Exercise task »
State how many rows below contain the string "balcony", treating uppercase and lowercase letters as different. Give only the number.

Data supplied »
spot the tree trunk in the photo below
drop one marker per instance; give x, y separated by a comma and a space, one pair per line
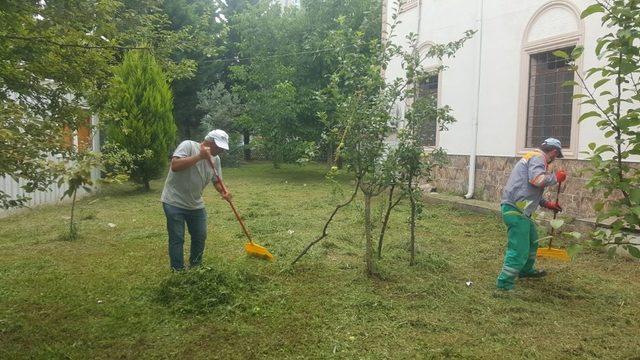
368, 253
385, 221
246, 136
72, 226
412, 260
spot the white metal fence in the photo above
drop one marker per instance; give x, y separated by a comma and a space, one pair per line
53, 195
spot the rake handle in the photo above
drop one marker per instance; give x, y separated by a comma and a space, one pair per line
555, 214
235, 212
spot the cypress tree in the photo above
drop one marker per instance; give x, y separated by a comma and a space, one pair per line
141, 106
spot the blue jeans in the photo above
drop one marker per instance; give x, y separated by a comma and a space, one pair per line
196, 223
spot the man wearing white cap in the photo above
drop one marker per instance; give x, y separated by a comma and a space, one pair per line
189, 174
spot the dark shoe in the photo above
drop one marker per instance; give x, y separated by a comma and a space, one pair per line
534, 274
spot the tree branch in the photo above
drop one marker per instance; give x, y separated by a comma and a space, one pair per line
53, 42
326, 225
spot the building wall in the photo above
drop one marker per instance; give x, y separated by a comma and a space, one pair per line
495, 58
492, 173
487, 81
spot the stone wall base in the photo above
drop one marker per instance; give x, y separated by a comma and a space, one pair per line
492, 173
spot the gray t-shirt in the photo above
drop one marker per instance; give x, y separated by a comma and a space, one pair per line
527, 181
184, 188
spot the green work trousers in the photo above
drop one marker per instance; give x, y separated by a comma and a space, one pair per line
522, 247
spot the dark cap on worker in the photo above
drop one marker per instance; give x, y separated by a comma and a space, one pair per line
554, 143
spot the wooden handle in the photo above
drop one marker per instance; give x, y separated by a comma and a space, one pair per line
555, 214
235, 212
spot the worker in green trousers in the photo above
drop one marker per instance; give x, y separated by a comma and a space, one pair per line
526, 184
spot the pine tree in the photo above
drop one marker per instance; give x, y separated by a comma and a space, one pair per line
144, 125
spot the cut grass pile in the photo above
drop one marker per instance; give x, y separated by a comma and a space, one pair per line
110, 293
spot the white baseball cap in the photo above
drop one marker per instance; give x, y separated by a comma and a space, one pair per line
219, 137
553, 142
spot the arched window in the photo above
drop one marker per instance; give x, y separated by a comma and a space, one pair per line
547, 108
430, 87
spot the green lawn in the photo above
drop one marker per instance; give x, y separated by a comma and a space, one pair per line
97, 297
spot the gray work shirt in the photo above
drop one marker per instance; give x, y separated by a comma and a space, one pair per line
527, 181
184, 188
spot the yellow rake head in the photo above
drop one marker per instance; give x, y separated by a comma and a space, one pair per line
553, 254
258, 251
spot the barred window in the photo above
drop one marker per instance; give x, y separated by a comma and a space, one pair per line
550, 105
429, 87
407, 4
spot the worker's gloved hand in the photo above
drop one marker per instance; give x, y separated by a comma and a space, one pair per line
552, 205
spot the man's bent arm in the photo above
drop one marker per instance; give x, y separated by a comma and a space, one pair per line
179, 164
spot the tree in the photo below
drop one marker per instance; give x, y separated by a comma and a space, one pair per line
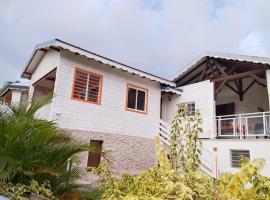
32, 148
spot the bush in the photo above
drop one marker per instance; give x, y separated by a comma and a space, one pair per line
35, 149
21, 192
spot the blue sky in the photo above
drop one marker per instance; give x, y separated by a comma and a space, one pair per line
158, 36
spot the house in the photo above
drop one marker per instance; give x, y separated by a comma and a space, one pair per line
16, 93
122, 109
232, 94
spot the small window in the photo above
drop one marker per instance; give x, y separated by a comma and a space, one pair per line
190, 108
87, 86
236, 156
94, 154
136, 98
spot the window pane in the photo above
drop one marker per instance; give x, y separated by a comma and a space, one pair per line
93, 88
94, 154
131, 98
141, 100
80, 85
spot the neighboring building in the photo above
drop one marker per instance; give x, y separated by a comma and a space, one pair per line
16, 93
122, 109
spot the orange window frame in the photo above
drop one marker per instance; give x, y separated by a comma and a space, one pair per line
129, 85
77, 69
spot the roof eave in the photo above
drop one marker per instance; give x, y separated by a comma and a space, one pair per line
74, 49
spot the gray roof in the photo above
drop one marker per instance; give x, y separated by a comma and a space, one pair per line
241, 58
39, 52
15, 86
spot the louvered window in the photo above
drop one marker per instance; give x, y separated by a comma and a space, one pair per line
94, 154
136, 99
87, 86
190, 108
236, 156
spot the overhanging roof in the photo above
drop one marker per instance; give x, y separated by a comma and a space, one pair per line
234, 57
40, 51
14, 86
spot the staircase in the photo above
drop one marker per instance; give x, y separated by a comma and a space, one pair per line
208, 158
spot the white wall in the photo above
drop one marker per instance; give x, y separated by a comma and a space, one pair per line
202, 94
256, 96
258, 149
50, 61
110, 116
...
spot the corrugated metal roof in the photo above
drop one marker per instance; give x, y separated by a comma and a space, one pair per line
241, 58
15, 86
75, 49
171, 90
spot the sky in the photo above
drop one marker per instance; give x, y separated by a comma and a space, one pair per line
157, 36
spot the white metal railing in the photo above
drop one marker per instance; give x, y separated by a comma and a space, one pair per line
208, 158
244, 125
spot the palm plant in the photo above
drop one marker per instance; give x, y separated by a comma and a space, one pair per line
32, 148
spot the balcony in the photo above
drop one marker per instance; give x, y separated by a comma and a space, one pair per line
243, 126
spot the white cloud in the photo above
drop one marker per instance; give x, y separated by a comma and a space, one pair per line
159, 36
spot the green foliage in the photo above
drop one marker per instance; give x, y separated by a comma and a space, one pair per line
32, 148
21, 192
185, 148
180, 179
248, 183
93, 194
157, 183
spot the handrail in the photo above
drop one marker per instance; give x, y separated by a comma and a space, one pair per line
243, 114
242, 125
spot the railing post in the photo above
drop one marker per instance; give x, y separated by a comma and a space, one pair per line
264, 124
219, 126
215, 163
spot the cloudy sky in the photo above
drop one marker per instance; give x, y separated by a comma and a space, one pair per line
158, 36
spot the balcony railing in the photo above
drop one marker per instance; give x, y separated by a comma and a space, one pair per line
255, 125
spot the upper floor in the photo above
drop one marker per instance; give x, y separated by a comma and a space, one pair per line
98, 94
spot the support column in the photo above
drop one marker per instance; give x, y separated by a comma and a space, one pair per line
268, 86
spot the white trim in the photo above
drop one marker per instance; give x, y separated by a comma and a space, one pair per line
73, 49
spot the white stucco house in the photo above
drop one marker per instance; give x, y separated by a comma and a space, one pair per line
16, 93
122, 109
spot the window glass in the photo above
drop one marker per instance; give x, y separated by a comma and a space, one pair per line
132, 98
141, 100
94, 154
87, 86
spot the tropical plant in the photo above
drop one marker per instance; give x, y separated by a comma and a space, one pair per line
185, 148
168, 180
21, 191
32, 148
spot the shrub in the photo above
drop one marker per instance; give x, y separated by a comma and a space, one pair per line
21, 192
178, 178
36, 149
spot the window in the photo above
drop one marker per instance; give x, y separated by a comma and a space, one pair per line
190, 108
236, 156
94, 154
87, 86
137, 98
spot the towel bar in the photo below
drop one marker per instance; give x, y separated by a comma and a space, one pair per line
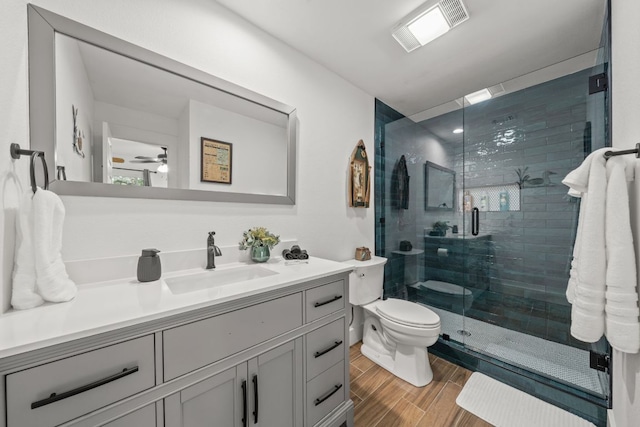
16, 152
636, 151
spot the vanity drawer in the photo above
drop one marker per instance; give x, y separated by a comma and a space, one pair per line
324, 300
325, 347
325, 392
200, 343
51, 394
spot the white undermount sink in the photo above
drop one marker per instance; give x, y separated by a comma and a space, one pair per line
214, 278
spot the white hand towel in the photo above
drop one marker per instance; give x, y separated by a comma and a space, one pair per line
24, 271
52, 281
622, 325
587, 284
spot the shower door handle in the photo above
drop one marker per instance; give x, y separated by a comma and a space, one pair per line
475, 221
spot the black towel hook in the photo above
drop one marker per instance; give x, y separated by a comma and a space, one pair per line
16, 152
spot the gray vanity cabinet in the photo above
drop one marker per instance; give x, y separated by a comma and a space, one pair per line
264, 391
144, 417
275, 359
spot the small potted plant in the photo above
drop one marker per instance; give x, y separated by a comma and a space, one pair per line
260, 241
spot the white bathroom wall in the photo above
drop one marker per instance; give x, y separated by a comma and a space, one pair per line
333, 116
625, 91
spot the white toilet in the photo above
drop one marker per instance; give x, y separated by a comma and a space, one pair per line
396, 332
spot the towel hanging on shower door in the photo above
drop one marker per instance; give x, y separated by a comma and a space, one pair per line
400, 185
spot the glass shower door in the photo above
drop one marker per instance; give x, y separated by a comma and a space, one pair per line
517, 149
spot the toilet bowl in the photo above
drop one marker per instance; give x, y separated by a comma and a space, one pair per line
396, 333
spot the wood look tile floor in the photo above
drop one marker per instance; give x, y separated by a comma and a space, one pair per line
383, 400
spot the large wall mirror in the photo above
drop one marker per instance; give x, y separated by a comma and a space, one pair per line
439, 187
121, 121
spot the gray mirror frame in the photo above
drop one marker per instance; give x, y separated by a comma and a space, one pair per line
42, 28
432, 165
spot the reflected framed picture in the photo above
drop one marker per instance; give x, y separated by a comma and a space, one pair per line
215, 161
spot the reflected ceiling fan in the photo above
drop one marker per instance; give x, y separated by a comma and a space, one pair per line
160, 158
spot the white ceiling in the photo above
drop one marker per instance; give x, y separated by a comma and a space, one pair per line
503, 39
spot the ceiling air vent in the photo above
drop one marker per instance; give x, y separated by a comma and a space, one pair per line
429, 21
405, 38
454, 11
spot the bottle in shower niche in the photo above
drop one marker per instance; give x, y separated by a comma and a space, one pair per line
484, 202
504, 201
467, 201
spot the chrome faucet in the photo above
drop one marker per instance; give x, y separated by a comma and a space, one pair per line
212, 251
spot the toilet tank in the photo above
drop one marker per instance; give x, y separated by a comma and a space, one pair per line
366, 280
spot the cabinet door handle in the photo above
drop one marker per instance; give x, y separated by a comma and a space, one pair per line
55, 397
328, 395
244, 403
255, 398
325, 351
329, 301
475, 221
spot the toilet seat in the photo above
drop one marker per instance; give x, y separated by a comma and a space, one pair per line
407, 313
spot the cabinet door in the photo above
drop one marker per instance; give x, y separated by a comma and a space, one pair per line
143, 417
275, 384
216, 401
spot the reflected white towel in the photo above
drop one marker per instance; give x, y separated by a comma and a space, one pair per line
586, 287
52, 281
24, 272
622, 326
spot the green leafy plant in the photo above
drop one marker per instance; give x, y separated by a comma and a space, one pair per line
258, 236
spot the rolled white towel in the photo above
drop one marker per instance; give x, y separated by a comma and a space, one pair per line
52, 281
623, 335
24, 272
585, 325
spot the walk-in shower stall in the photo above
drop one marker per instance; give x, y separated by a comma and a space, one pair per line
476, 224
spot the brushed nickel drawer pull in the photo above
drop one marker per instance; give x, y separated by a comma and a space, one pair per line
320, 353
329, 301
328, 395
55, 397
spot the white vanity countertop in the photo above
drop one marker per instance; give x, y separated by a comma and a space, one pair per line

Worked answer »
2